Exercise instructions: Starting at the line that holds "Where can the orange", set down each line through the end of the listing, exactly as written and with nothing added.

(Object location annotation data)
□ □ □ □ □
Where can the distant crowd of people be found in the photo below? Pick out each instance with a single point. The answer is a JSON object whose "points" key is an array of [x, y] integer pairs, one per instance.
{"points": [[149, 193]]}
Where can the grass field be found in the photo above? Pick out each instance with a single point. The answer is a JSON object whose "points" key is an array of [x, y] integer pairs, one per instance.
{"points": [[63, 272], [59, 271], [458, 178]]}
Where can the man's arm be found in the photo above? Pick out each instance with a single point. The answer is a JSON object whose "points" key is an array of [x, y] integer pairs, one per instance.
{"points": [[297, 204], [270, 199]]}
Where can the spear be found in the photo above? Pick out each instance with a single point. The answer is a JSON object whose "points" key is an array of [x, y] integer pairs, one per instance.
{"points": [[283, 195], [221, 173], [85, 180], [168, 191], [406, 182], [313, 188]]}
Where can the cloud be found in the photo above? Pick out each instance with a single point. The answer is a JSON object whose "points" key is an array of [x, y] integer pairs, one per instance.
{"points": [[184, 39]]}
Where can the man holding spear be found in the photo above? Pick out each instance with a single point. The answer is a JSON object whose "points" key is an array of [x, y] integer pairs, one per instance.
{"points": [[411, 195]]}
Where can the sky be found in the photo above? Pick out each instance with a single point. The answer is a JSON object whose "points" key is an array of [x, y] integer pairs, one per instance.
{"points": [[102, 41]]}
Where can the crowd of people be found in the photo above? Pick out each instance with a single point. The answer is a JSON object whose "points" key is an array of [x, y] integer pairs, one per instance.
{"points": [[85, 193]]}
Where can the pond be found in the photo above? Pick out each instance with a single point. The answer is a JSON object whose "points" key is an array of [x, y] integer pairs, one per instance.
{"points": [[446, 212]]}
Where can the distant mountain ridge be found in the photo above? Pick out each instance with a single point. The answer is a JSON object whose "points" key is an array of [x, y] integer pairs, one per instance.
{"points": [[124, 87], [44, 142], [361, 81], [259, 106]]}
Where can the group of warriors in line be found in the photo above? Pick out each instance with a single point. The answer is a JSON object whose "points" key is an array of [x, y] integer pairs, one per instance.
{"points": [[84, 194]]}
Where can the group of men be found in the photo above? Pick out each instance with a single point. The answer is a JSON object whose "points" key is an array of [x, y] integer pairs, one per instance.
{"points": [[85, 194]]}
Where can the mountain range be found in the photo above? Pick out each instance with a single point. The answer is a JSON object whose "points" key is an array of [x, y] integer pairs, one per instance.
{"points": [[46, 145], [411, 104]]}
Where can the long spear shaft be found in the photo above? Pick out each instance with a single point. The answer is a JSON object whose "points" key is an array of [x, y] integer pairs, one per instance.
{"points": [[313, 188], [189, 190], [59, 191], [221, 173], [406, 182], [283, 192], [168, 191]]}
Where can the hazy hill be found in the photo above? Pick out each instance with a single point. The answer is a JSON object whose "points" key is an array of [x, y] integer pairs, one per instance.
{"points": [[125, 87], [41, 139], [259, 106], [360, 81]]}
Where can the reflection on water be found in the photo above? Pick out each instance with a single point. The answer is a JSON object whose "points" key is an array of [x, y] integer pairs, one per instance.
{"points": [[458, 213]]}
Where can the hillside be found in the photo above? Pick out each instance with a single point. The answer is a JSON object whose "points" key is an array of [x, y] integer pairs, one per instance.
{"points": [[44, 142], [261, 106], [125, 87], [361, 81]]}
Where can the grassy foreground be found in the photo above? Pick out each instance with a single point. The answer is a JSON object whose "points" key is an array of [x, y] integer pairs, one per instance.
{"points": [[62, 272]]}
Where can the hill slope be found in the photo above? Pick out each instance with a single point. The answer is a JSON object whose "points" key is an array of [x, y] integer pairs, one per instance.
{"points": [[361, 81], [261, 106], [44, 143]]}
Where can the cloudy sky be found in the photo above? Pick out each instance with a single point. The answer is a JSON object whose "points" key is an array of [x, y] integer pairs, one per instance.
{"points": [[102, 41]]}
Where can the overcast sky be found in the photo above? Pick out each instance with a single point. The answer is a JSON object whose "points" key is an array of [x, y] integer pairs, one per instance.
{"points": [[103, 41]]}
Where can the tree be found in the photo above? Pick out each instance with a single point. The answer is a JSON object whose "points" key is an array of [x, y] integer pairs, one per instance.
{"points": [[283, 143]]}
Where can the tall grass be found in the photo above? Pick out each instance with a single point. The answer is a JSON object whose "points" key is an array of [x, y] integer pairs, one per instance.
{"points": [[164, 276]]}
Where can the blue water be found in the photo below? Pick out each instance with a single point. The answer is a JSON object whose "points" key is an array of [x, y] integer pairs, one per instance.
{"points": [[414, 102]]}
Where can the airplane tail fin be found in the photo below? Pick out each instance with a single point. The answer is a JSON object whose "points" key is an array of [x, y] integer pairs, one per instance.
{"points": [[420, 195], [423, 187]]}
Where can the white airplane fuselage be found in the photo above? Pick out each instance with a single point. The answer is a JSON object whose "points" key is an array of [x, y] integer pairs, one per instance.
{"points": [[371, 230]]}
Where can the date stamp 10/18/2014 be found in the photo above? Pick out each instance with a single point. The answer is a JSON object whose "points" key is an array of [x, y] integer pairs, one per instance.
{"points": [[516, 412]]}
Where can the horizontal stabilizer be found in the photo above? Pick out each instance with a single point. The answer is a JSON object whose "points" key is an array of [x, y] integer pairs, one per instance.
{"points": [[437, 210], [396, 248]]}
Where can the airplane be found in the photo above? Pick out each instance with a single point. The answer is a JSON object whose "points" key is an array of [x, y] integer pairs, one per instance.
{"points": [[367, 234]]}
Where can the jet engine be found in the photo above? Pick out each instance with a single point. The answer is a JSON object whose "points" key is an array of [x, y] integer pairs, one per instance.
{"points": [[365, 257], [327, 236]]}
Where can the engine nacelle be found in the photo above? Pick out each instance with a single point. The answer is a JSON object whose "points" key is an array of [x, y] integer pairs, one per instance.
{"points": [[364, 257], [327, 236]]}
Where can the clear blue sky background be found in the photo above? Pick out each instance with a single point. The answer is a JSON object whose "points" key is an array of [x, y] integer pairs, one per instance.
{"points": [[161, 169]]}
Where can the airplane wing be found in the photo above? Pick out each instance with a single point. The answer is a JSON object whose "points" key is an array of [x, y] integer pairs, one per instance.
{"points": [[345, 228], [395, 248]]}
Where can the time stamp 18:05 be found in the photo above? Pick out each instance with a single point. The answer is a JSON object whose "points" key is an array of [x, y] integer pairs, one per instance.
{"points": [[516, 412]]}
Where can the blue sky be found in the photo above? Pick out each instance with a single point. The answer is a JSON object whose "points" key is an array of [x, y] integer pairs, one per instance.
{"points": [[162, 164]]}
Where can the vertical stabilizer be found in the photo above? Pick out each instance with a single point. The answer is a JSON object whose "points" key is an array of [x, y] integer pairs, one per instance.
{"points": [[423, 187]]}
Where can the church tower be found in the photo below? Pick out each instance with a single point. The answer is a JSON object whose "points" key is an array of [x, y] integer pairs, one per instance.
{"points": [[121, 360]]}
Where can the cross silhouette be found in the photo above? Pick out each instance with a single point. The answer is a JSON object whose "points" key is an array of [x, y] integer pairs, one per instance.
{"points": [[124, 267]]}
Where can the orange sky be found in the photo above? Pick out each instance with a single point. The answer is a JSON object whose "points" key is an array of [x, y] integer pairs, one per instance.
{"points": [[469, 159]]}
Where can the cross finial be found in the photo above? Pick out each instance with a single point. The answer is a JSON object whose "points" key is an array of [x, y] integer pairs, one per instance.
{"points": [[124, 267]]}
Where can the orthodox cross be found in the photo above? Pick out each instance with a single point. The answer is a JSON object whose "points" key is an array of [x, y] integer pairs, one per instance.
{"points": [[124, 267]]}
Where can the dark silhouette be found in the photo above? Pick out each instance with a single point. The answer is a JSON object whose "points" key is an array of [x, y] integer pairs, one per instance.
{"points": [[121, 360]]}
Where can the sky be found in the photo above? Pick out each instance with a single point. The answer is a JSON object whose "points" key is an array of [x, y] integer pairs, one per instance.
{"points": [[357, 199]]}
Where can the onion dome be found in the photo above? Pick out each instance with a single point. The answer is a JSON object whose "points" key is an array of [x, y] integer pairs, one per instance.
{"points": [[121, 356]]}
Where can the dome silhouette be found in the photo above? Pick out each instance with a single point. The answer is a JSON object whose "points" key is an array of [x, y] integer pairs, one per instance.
□ □ □ □ □
Answer to the exercise:
Where can the orange sky be found in the photo above? Pick out each instance with a single point. The answer is a JSON object whose "points" key is an array of [x, y] integer pairs, one per instance.
{"points": [[469, 159]]}
Where can the cross finial be found in the photo above? Pick out each instance with a single point. The answer is a JSON object whose "points" key is an array of [x, y] integer pairs, one per instance.
{"points": [[124, 267]]}
Where can the orthodox cross be found in the photo above? Pick out each instance with a single point. The answer is a JSON object whose "points" key is an array of [x, y] integer pairs, one per instance.
{"points": [[124, 267]]}
Where can the dark silhouette be found in the photo above? Pick out each instance with a single point. The answer is a JSON object whose "points" key is an array of [x, y] integer pairs, one per instance.
{"points": [[121, 360]]}
Where can the sky be found in the photo above? Pick out each instance with a single point. The answer is a JSON object whose "points" key is an array of [x, y] integer pairs, one per instance.
{"points": [[357, 199]]}
Where can the onion dome be found in the photo above? Pick out each instance with a single point. The answer is a JSON object whose "points" key is an array of [x, y] integer pairs, one per instance.
{"points": [[121, 356]]}
Where can the dome silhouette be found in the photo above? Pick out each instance with a single point. The answer is a JSON object whose "points" key is an array of [x, y] integer pairs, one per instance.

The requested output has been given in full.